**Aim**
Provide an exact transcription of all the records.

━━━ Entries shown

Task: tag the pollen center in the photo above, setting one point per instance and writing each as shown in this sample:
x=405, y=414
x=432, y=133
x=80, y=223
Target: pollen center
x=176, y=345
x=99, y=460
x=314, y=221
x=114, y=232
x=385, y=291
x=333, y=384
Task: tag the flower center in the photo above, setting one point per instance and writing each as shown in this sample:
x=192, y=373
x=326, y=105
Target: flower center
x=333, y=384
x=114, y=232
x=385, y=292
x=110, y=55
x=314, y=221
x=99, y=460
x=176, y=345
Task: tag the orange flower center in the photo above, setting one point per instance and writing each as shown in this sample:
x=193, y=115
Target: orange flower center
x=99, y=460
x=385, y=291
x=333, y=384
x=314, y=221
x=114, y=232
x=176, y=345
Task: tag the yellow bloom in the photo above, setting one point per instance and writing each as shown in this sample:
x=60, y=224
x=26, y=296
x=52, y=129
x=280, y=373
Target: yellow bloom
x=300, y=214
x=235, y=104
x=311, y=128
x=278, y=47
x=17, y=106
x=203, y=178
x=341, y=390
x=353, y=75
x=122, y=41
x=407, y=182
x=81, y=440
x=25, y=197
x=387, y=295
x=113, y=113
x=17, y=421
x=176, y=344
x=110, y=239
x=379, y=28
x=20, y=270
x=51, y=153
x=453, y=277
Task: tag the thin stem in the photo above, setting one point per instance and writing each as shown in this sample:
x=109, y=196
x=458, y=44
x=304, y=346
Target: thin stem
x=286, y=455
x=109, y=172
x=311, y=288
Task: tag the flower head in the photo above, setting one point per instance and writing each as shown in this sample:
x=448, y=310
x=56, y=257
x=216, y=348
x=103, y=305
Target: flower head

━━━━━━

**Solution to the exercise**
Task: tag the pollen center in the photo above, setting one point per instance and writing each as shown in this sample:
x=405, y=414
x=432, y=133
x=80, y=223
Target: pollen center
x=176, y=345
x=99, y=460
x=314, y=221
x=114, y=232
x=385, y=291
x=333, y=384
Task: tag the flower center in the photo above, setting one point per instance and writing each as shown in this sample:
x=192, y=373
x=326, y=105
Target: flower center
x=333, y=384
x=114, y=232
x=385, y=292
x=110, y=55
x=314, y=221
x=99, y=460
x=176, y=345
Task: tag the orange flower center in the photo above, setting one point per instance and writing each as shown in this sample:
x=193, y=115
Target: orange flower center
x=99, y=460
x=385, y=291
x=333, y=384
x=314, y=221
x=114, y=232
x=176, y=345
Task: tag the yellow bloom in the photo above, setting one point per instance and writing each as shown in this sample:
x=60, y=224
x=26, y=296
x=52, y=129
x=280, y=373
Target: yellow bloom
x=300, y=214
x=235, y=104
x=311, y=128
x=278, y=47
x=17, y=106
x=203, y=178
x=341, y=390
x=353, y=75
x=122, y=41
x=407, y=182
x=81, y=440
x=25, y=197
x=387, y=295
x=113, y=113
x=17, y=421
x=176, y=344
x=110, y=239
x=379, y=28
x=20, y=270
x=51, y=153
x=453, y=277
Task: tag the thin stem in the photo above, setting one point per instance and writing each as shown in this sample:
x=109, y=196
x=458, y=44
x=304, y=346
Target: thin stem
x=286, y=455
x=109, y=172
x=311, y=288
Task: tag the flower head in the photo above, setting one point per instance and writing each as shown in this sample:
x=448, y=310
x=56, y=257
x=216, y=348
x=103, y=305
Target: flower head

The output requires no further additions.